**PAGE:**
((

# door dwell



## Liliute

bonjour,
qqnn auraient une proposition comment traduire door dwell? 
phrase: i assure you that  <door dwell> postdates the double expresso.
Merci bcp!


----------



## wildan1

?? 
is it possibly _door-well?_
clueless here


----------



## Kaioxygen

cette phrase n'a pas de sens


----------



## pyan

"[Elevator passengers] suffer forms of time distortion that seem peculiarly attached to the elevator-riding experience. '*Door dwell*,' for example, refers to the time it takes the elevator doors to close once you've boarded. '*Door dwell*' typically lasts two to four seconds."


Source

Door-dwell is a term which emphasises the frantic pace of modern life for many people. It refers to the phenomenon that even this loss of a few seconds is irritating, stressful.


----------



## zonbette

(j'ai hâte de connaître la solution, en attendant je trouve à cette phrase un charme surréaliste ...)


----------



## wildan1

pyan said:


> Door-dwell is a term which emphasises the frantic pace of modern life for many people. It refers that even this loss of a few seconds is irritating, stressful.


 
Thanks--it (unfortunately) makes perfect sense now...

et la traduction en français ?


----------



## zonbette

et l'expresso? -


----------



## JeanDeSponde

pyan said:


> "[Elevator passengers] suffer forms of time distortion that seem peculiarly attached to the elevator-riding experience. '*Door dwell*,' for example, refers to the time it takes the elevator doors to close once you've boarded. '*Door dwell*' typically lasts two to four seconds."
> 
> 
> Source
> 
> Door-dwell is a term which emphasises the frantic pace of modern life for many people. It refers to the phenomenon that even this loss of a few seconds is irritating, stressful.

))

**CONSIGNE:**
D'après la page, combien de temps dure habituellement le « door dwell », s'il vous plaît ? Les lignes n'entrent pas en jeu ici.

**EXTRAITS DE DONNÉES:**
((

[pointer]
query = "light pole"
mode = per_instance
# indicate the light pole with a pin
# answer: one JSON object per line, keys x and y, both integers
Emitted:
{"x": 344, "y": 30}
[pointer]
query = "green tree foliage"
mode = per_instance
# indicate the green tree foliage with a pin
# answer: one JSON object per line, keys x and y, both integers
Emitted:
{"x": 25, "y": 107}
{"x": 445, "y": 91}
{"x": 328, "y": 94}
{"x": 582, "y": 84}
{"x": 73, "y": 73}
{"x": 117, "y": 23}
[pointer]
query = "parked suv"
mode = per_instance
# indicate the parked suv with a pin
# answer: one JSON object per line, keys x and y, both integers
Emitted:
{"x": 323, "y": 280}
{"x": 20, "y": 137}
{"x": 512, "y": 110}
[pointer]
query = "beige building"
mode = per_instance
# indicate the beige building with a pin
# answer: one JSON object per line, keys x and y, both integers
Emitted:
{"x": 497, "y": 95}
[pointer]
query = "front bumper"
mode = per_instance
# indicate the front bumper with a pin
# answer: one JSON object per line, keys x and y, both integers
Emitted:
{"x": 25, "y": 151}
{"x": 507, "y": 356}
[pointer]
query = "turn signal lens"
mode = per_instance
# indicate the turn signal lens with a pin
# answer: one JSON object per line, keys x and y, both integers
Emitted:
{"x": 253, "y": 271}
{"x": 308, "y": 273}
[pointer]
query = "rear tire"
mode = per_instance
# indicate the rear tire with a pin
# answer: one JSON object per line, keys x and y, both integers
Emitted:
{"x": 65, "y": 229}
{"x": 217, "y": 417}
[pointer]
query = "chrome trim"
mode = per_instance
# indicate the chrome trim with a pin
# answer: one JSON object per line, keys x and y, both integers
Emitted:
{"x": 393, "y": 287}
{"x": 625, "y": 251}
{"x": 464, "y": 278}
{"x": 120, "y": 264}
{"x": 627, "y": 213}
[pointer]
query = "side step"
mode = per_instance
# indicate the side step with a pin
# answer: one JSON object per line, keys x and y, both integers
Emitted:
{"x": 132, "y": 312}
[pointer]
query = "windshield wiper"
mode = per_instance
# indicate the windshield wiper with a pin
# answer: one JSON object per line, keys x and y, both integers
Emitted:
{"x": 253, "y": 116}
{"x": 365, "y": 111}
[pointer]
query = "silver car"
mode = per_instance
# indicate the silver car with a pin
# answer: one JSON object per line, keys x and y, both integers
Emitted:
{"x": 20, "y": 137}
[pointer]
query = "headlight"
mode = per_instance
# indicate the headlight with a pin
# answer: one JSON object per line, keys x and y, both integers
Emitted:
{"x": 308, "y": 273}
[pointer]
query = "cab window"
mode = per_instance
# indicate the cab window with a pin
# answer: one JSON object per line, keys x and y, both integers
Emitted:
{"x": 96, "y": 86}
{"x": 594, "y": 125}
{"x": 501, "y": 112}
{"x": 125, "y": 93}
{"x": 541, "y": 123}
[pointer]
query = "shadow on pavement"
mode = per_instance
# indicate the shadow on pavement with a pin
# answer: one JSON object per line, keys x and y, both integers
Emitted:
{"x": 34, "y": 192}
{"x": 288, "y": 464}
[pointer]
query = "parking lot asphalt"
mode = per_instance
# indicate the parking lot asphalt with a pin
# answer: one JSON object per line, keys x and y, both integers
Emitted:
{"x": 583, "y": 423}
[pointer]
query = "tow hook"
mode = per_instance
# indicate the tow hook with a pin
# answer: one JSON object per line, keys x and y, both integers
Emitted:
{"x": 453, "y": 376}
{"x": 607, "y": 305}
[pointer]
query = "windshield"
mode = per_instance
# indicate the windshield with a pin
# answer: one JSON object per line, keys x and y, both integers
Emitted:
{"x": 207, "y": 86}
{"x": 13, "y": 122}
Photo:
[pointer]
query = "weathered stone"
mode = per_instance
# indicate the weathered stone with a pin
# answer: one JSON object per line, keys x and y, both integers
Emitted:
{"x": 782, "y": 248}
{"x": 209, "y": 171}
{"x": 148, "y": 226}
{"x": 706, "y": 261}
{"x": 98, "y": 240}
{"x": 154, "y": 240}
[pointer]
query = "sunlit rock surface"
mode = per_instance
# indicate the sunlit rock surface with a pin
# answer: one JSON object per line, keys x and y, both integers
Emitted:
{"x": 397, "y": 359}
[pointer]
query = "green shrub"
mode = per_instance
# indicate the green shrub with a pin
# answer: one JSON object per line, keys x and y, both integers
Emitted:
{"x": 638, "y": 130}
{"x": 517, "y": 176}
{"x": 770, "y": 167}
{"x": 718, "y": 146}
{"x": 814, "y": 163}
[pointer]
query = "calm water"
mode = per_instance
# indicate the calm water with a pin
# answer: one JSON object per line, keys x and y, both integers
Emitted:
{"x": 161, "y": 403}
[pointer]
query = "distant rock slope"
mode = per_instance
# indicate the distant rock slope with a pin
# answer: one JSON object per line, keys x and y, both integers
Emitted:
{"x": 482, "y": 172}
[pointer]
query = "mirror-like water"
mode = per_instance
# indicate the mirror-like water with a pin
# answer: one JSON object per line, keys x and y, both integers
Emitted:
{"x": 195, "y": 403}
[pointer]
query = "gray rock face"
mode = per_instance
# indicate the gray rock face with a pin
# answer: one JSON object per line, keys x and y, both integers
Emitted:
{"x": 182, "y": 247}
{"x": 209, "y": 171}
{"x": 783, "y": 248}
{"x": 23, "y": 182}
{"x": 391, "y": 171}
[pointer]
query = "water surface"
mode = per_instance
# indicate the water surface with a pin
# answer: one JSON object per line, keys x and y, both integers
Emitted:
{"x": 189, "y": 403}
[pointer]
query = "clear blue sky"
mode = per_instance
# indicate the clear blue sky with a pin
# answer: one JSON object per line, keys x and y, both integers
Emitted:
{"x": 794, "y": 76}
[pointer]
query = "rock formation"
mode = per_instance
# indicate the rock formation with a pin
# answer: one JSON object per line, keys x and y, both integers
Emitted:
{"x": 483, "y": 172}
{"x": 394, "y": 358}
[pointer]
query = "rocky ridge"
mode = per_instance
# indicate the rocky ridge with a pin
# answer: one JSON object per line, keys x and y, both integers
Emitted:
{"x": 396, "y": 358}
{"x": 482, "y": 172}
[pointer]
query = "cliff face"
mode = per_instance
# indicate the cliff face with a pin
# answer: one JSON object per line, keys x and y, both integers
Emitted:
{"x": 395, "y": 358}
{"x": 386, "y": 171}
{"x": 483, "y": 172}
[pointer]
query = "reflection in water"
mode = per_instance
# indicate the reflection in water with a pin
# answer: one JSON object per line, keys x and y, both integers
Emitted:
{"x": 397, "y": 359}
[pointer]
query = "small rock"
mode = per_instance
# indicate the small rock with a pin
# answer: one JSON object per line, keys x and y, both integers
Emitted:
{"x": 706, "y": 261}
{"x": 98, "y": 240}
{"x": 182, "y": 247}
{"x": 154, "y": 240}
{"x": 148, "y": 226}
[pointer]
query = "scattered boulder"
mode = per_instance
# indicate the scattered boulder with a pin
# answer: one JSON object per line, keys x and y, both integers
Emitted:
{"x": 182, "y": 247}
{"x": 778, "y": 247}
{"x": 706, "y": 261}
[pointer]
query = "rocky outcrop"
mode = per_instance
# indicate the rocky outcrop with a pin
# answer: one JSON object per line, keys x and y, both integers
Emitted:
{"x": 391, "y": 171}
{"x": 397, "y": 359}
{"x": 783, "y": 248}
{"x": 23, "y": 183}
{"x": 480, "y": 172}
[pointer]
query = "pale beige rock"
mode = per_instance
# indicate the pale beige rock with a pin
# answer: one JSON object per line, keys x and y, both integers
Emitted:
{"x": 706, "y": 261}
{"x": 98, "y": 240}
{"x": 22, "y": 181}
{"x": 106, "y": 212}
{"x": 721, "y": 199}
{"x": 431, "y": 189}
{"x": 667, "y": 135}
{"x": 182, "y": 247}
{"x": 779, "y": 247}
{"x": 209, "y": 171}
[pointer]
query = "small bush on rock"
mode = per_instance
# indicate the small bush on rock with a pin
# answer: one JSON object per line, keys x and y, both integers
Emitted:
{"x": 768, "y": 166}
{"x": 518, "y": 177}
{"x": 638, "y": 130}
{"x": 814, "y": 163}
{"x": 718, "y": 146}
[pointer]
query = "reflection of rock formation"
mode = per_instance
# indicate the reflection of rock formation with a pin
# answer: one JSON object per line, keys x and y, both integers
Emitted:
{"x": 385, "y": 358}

))

**RÉSULTAT:**
Il dure généralement de deux à quatre secondes.